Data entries
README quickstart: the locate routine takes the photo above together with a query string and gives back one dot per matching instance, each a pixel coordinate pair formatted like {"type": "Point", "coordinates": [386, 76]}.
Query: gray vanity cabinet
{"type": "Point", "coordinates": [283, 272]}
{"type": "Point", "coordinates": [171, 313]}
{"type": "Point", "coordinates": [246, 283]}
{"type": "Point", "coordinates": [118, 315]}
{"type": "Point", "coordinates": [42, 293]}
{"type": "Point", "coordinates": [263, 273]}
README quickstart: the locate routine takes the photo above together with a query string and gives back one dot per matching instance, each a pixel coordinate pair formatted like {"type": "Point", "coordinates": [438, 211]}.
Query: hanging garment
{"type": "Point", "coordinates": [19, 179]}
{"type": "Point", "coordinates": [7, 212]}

■ Exercise details
Reproduce every line of the records above verbatim, from first to last.

■ Answer to the task
README quickstart: the locate routine takes the photo above together with a query string and gives back one dot per matching instance, each a pixel coordinate pair formatted like {"type": "Point", "coordinates": [386, 76]}.
Query: gray vanity cabinet
{"type": "Point", "coordinates": [283, 272]}
{"type": "Point", "coordinates": [171, 313]}
{"type": "Point", "coordinates": [246, 283]}
{"type": "Point", "coordinates": [118, 315]}
{"type": "Point", "coordinates": [42, 293]}
{"type": "Point", "coordinates": [263, 273]}
README quickstart: the locate routine takes the photo above together with a query string and gives back one dot per matching instance, each a pixel coordinate pair formatted like {"type": "Point", "coordinates": [438, 211]}.
Query: hanging garment
{"type": "Point", "coordinates": [19, 179]}
{"type": "Point", "coordinates": [7, 212]}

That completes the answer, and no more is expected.